>> BEGIN Working data

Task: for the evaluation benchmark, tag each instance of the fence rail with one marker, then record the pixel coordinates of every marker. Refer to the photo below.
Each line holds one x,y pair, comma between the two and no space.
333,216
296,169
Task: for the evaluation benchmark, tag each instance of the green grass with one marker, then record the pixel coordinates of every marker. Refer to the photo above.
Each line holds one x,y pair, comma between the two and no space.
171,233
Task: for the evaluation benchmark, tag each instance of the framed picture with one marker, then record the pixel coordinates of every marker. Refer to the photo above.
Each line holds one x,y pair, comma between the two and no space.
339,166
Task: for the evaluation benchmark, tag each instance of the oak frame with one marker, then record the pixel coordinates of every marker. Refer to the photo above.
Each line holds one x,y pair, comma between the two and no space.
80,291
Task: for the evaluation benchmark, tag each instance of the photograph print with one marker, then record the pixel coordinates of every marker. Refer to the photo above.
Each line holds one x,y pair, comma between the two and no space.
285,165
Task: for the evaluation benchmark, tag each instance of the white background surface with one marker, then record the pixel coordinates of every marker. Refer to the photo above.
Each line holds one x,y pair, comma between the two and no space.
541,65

>> END Working data
>> BEGIN Working data

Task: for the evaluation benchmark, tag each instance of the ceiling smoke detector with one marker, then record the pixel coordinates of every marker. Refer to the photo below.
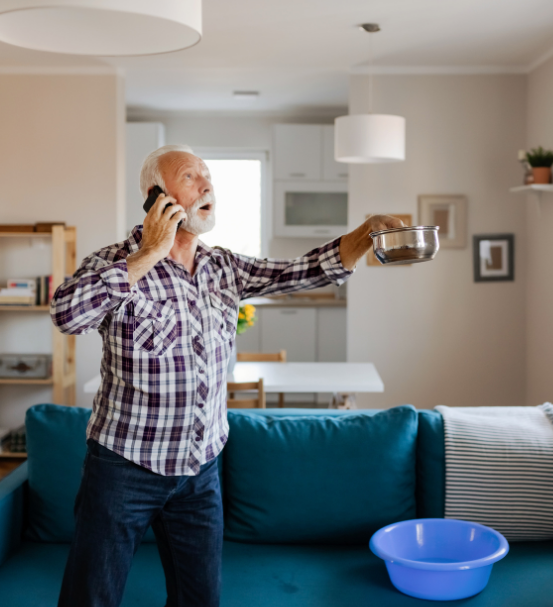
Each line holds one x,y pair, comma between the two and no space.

>> END Working data
>> BEGIN Working data

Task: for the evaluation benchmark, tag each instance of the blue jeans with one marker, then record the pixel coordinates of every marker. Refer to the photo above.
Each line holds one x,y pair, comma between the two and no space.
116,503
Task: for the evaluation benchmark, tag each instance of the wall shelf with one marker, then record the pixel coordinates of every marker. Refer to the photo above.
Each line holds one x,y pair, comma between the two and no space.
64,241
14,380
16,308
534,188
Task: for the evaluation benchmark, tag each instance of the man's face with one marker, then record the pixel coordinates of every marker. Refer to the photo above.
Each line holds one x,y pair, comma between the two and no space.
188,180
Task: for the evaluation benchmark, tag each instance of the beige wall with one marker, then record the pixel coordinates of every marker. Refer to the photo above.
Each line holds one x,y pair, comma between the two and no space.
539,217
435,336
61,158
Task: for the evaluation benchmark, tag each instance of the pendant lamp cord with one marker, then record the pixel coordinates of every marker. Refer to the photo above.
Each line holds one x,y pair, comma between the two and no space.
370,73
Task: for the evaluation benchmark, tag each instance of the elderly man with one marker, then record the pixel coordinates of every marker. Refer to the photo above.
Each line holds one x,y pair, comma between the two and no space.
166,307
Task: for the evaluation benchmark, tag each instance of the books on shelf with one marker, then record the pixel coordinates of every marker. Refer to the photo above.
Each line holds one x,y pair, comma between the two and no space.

>> END Working data

> Stated problem: Find every line in the material above that contains the word "wall", treating uppercase and lowercase as different, and copy each such line.

> Answer in full:
Task: for the evaluation benchmark, tag each instance of the wall shelf with one marker, then record the pixel coordinates of every marker. Refer to the photo above.
Task: for the evaluation benchmark, tag each instance of the beige wall with one marker, then record the pixel coordinates of every marker. Refer to the photo above.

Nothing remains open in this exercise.